*Exercise materials:*
= Beginning of Section =

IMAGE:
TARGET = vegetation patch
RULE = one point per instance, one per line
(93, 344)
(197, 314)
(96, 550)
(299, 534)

= End of Section =
= Beginning of Section =

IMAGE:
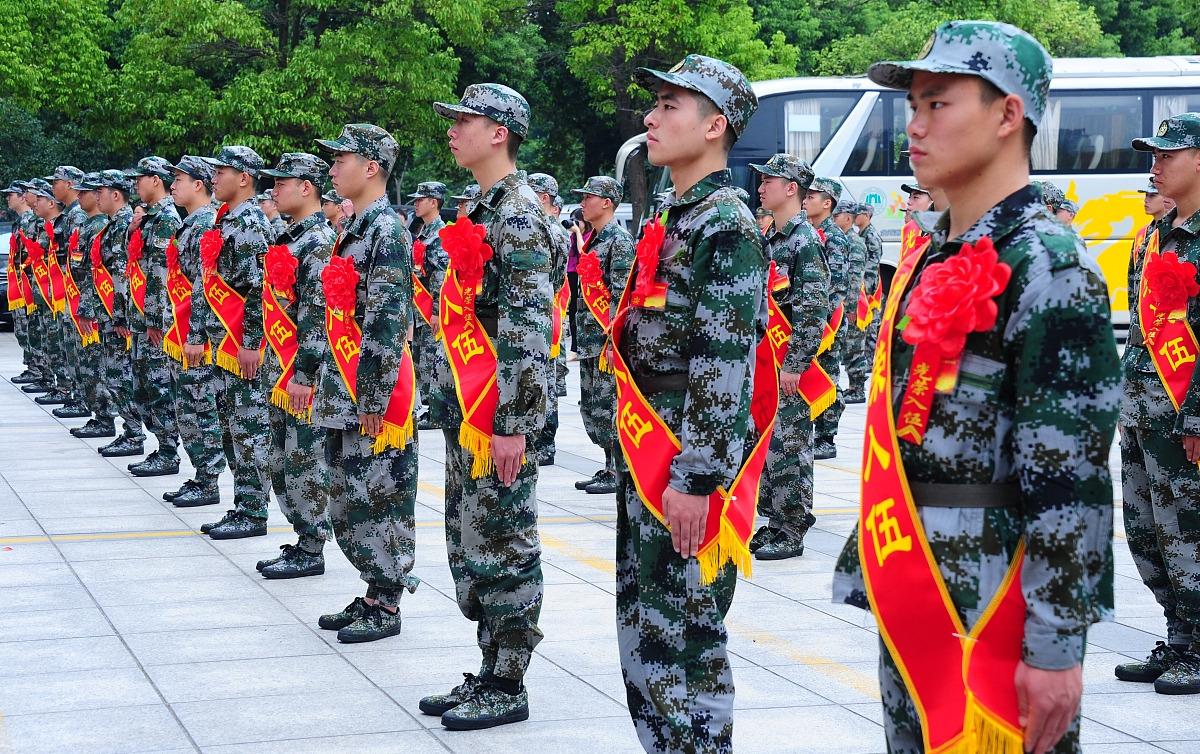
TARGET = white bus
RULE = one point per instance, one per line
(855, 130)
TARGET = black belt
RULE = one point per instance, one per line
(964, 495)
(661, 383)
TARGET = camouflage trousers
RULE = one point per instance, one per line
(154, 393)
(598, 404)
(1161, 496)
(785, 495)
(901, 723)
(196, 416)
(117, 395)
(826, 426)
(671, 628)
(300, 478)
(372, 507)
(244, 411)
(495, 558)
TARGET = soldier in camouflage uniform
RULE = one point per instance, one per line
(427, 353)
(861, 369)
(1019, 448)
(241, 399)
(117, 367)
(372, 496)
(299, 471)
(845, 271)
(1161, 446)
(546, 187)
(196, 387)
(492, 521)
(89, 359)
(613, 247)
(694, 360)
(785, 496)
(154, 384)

= End of Section =

*What you have to do:* For this listing, copy out every line that includes the word "TARGET".

*Solution to the problem:*
TARGET = vegetation patch
TARGET = white bus
TARGET = black belt
TARGET = camouflage trousers
TARGET = soldier in camouflage uniform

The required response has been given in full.